In data streaming applications, an issue that arises is the availability of quality data streams. Indeed, seldom are organizations willing to part with their live streams gratis. One can consider a synthetic stream, wherein a dataset is transmitted piecemeal over a stream, in a temporal fashion if desired, or at random. However, this is still limited to available datasets which may not possess the characteristics one wishes to address in their solution. As such, this notion of a synthetic dataset could be extended such that controls are provided for adding randomness to the record selection and/or generation process. For illustrative purposes, Equoid has three sample use cases, all derived from the same dataset. Namely, the online retail dataset made available through the UC Irvine Machine learning library found here. We address the cases where a dataset is to be passed linearly through the stream, the case where one column is chosen at random using a Zipfian distribution and sent through the stream, and a case where two columns are chosen at random and sent through the stream. For convenience, we give a file for each of these which can be streamed to the data publisher.

Architecture

Equoid is made up of a number of components which provide a means for determining the top-k elements in a stream during a specified temporal window. This is made possible through a hosted web UI and backend REST interface for parameter updates.

The services of Equoid are:

  • A data publisher

  • A message broker

  • A data handler

  • A caching layer

  • A web UI

  • A REST API for adding items to the set of possibilities the data publisher chooses from

The following diagram shows the overall architecture of Equoid.

What is asked =>
[1] Reproduce the part of the Equoid description that opens with the words containing "Equoid is made" and closes with "for parameter updates.".
[2] Pull out every line of the listing that contains the string "beach", matching case.
The listing has no connection to the Equoid description.

Provided data =>
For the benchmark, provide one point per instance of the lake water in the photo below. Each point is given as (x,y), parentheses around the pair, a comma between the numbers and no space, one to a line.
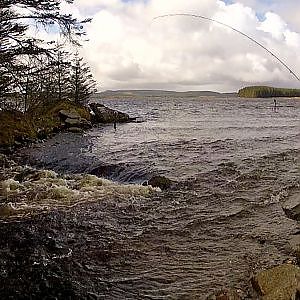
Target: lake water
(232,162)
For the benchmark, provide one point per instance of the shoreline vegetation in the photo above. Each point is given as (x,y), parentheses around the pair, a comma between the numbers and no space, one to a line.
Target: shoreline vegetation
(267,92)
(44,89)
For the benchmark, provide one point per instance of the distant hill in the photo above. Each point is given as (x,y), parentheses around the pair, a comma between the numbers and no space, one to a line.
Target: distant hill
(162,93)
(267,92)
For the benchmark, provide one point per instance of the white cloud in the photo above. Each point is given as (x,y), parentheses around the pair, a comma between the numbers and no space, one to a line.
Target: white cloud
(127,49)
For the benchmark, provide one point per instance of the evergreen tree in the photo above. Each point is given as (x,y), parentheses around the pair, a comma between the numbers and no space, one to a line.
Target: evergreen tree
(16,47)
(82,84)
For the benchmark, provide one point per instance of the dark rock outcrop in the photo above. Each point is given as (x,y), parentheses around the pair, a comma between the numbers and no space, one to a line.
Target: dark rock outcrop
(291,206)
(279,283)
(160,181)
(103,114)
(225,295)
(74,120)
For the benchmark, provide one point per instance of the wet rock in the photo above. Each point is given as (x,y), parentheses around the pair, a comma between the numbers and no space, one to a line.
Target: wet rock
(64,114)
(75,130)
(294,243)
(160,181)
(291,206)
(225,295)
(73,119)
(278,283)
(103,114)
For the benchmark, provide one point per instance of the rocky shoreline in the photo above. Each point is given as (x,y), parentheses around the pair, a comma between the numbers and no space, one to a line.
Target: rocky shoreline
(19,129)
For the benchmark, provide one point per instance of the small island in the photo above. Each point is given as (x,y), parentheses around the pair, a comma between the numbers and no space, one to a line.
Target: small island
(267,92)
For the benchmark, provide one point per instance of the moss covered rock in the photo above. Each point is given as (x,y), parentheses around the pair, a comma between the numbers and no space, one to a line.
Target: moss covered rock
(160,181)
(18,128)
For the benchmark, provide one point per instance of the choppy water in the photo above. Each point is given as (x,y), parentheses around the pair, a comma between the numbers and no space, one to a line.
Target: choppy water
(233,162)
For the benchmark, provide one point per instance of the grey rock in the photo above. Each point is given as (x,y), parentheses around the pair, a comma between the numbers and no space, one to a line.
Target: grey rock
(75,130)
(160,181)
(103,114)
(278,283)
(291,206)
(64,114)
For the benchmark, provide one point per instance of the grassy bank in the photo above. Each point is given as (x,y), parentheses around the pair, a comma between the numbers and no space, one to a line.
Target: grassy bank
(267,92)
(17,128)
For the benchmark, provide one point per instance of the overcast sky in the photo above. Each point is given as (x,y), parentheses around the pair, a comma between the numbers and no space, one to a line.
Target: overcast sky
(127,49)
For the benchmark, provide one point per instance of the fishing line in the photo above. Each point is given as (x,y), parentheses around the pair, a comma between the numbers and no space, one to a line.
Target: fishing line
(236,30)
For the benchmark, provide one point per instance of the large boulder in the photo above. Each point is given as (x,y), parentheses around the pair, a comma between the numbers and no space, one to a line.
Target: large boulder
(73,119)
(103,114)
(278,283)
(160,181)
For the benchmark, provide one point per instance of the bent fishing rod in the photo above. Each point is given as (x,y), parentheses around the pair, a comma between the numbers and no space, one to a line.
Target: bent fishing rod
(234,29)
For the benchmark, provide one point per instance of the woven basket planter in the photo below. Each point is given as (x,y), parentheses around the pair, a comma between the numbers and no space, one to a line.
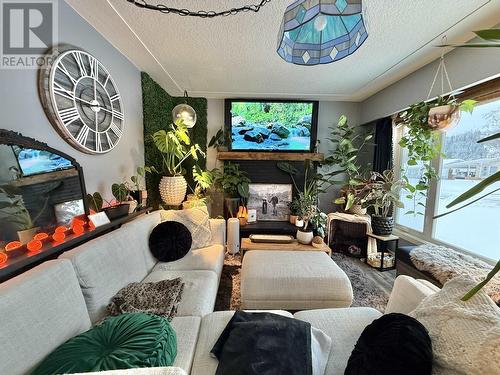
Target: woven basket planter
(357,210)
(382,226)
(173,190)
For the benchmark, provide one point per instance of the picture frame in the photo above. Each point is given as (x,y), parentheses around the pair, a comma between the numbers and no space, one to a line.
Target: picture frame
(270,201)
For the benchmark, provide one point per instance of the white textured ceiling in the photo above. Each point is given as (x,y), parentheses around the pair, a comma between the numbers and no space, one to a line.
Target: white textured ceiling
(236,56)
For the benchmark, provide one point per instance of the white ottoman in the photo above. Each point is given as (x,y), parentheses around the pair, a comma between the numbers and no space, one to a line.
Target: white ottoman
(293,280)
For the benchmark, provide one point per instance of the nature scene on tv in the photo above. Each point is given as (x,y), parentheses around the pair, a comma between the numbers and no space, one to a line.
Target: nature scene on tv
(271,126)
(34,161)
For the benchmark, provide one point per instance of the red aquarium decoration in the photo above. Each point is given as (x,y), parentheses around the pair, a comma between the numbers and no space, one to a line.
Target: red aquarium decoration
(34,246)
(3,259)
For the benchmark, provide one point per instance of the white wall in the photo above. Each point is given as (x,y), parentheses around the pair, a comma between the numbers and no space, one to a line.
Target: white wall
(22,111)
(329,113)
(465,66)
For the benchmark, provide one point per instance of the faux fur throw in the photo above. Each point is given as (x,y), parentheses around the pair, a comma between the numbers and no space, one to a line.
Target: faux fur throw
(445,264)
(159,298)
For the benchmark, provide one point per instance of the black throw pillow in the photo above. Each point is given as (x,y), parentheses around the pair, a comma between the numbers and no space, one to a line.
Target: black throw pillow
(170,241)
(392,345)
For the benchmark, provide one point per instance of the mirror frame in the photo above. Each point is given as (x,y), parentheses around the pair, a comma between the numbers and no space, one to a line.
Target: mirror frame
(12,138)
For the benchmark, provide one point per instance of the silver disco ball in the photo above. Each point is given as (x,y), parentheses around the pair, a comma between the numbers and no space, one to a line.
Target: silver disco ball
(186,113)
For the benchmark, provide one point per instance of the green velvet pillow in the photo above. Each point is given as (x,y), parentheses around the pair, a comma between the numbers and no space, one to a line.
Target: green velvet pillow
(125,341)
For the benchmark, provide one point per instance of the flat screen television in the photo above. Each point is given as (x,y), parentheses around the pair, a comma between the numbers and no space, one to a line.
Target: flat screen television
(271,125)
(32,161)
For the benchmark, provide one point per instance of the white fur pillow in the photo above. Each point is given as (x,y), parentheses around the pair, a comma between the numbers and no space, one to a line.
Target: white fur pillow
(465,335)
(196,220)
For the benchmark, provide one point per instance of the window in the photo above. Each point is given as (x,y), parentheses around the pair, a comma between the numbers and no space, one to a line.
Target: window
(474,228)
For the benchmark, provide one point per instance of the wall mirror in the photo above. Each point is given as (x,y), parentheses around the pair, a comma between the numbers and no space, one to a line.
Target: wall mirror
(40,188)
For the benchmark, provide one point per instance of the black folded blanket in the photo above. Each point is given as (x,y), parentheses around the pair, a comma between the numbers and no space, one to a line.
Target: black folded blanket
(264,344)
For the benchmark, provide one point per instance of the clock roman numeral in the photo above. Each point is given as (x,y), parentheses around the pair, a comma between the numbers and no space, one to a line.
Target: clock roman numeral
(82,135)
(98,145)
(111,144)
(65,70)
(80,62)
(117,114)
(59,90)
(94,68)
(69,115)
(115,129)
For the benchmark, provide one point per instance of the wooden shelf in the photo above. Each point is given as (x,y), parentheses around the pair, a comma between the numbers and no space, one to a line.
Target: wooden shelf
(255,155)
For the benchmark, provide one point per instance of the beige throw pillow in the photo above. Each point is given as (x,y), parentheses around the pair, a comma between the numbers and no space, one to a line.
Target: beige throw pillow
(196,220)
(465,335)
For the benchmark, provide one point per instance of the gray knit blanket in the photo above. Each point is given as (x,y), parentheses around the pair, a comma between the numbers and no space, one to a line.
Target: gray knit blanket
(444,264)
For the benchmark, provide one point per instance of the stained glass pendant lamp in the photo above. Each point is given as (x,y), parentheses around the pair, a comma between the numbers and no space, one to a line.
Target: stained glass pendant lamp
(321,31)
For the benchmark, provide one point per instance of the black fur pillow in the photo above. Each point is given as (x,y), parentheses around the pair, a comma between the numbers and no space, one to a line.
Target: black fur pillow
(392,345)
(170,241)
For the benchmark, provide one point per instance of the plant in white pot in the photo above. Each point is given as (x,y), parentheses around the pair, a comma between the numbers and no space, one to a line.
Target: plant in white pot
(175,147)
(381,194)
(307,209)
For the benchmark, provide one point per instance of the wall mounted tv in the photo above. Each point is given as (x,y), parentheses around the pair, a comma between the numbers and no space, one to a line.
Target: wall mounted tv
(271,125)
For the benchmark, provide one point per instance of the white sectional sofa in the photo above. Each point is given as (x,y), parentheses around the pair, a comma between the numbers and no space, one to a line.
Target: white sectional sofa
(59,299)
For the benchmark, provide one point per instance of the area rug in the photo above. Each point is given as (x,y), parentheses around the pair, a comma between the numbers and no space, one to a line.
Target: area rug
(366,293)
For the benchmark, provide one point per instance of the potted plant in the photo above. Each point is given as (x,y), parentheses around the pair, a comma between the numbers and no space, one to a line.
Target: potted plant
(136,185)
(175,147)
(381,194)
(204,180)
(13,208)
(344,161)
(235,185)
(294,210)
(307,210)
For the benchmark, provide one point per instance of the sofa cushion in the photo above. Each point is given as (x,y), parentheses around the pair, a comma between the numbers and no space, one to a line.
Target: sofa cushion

...

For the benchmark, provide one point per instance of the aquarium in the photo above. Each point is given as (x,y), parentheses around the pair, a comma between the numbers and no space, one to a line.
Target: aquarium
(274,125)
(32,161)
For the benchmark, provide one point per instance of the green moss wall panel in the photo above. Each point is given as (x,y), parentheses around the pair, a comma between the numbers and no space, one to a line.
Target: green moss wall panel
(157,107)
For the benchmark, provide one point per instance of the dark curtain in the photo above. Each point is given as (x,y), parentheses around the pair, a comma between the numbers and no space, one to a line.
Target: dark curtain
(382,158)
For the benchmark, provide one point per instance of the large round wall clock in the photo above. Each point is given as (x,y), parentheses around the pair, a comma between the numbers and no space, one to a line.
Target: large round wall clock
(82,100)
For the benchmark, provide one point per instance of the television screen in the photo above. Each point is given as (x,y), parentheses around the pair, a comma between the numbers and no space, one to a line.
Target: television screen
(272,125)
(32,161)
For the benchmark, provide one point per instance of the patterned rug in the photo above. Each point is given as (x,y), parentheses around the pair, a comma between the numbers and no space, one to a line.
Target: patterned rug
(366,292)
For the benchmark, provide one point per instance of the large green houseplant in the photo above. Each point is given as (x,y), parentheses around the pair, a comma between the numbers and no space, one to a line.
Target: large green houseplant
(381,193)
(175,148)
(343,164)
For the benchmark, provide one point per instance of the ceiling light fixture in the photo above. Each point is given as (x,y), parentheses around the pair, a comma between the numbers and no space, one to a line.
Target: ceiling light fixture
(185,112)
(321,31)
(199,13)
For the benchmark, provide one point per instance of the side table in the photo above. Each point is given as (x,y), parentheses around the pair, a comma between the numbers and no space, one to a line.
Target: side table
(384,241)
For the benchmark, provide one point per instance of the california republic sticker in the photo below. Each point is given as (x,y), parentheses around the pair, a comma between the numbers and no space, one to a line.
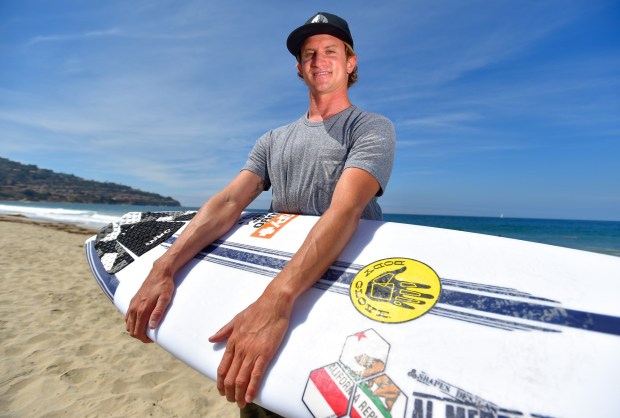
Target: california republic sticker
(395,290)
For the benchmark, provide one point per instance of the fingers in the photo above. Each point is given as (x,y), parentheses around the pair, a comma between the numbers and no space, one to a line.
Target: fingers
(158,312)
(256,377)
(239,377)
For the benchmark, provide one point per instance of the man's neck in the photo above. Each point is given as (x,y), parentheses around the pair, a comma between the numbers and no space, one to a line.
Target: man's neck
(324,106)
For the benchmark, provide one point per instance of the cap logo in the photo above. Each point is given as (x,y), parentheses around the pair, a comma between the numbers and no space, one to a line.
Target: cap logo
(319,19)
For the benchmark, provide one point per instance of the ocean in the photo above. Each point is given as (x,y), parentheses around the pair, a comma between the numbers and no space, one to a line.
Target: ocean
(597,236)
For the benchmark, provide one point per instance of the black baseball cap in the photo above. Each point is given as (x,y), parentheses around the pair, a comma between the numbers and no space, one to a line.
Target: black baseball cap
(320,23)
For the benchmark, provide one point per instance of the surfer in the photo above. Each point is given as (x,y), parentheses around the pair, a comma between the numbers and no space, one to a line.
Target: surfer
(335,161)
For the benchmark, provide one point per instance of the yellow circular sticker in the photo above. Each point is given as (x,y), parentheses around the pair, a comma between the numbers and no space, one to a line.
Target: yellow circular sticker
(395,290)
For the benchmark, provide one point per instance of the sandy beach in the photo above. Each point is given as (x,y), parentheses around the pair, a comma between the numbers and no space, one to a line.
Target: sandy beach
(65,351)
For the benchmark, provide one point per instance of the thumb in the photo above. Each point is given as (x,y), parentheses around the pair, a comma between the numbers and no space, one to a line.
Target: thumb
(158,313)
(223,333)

Results for the exercise =>
[1]
Equoid is made up of a number of components which provide a means for determining the top-k elements in a stream during a specified temporal window. This is made possible through a hosted web UI and backend REST interface for parameter updates.

[2]
For the benchmark, provide one point per instance of the sandy beach in the photo above. Each point is given as (x,y), parentheses around the pair, a comma between the numbers and no space, one to a line.
Target: sandy beach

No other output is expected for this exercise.